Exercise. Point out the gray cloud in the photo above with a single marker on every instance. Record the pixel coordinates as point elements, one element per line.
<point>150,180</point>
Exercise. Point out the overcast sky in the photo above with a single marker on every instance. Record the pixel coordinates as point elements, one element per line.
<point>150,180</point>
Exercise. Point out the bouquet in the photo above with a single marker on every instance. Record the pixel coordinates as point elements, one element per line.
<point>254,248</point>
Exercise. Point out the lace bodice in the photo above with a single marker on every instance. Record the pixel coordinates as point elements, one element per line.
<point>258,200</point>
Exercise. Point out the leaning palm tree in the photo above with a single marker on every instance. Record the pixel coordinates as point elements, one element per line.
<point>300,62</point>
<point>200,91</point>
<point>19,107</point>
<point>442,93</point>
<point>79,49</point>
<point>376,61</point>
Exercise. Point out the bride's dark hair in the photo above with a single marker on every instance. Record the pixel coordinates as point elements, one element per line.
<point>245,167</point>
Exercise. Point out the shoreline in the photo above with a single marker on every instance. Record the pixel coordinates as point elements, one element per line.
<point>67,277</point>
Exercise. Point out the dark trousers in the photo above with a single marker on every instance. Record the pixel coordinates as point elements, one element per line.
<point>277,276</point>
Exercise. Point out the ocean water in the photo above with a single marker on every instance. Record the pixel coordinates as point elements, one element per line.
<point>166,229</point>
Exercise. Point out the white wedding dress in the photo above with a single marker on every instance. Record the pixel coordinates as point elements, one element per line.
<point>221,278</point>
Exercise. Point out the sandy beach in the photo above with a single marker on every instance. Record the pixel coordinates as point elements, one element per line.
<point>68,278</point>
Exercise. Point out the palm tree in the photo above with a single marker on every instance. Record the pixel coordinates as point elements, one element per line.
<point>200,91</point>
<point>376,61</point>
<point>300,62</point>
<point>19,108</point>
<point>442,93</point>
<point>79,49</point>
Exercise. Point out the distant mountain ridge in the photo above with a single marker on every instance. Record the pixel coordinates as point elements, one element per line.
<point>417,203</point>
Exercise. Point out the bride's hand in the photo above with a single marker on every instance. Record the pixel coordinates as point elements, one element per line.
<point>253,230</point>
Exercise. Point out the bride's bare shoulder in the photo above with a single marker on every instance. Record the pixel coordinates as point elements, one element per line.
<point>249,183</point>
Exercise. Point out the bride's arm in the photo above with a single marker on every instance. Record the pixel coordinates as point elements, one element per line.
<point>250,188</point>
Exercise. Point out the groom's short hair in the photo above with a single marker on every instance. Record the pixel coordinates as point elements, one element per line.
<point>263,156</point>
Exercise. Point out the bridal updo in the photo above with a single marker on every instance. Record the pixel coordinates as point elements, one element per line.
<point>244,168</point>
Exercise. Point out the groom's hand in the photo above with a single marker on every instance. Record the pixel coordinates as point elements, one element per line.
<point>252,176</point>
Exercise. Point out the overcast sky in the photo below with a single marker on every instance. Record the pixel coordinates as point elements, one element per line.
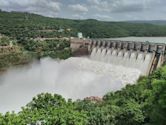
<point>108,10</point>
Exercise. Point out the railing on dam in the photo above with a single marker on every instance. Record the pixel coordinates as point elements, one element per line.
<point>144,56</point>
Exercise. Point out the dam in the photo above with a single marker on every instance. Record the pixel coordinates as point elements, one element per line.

|---|

Return the entries verbatim without images.

Exercise. Point out the gray cloud in the photo above with a single marker on every instance. Record the pixel coordinates as point elements, one element per line.
<point>150,180</point>
Exercise. Point out the overcast sky in the photo above with a single marker on every instance. Record the pixel coordinates as point elements, one element per line.
<point>150,180</point>
Exercise. Point out the bouquet in the photo above with a single marker on every instance. Record the pixel coordinates as point elements, one element per line.
<point>254,248</point>
Exercise. Point out the lace bodice in the photo above with a single marker on every instance. Record the pixel coordinates as point elements, one element per line.
<point>258,200</point>
Exercise. Point out the leaning palm tree in the photo above with a single marker on every instance. Record the pixel coordinates as point elements, one element per line.
<point>300,62</point>
<point>200,91</point>
<point>19,107</point>
<point>442,93</point>
<point>79,49</point>
<point>376,61</point>
Exercise. Point out the bride's dark hair in the photo above with a single marker on every instance. Record the pixel coordinates as point elements, one element per line.
<point>245,167</point>
Exercise. Point out the shoreline in the photo above with a single marker on every instance. Record the pixel coordinates as point elements, one element per line.
<point>67,277</point>
Exercise. Point out the dark trousers in the photo above with a single marker on every instance. Record the pixel coordinates as point elements, one element per line.
<point>277,276</point>
Exercise. Point out the ocean water in the photo above with a single marker on every instance. Record the pixel coordinates as point elements, one element per line.
<point>166,229</point>
Exercise. Point out the white wedding dress in the photo above with a single marker on every instance. Record the pixel coordinates as point elements, one element per line.
<point>221,278</point>
Exercise. Point out the sandy beach in the photo above with a single marker on every instance. Record the pixel coordinates as point elements, one element per line.
<point>68,278</point>
Exercise. Point out the palm tree in the photo above with a single marker on every instance. Record the pixel coordinates as point elements, one element per line.
<point>200,91</point>
<point>376,61</point>
<point>300,62</point>
<point>19,108</point>
<point>442,93</point>
<point>79,49</point>
Exercise. Point out the distant mountain ridge in the photo above with a single marker on every instance. Record the pixel coordinates as point elements, one element per line.
<point>417,203</point>
Exercise. Point out the bride's hand in the photo above with a single marker on every instance. Record the pixel coordinates as point elements, one element per line.
<point>253,230</point>
Exercise. Point out the bride's bare shoulder in the photo above with a single marker on every instance. Record the pixel coordinates as point elements, one element per line.
<point>249,183</point>
Exercise. Point out the bride's arm in the photo above with a single marker on every instance. Record the pixel coordinates as point elements, one element per line.
<point>250,188</point>
Exercise. Point out the groom's short hair in the photo above with a single marker on every instance. Record the pixel coordinates as point elements, one element per line.
<point>263,156</point>
Exercise. Point out the bridal updo in the photo above with a single marker on every instance. Record the pixel coordinates as point elements, one element per line.
<point>244,168</point>
Exercise. Point out the groom's hand in the photo above with a single marker on every instance. Record the pixel coordinates as point elements, one element per line.
<point>252,176</point>
Exercise. Point out the overcast sky in the photo below with a single marker on every instance. Record the pixel coordinates as point elements, one element per line.
<point>108,10</point>
Exercise. Point out the railing on dam in the photo above with a single marker on every instance. Record the pixel coordinates as point elements, one element per line.
<point>144,56</point>
Exercise. Point out the dam in the photo above with a single marker on every instance. Record the pixel coordinates as point elements, one element per line.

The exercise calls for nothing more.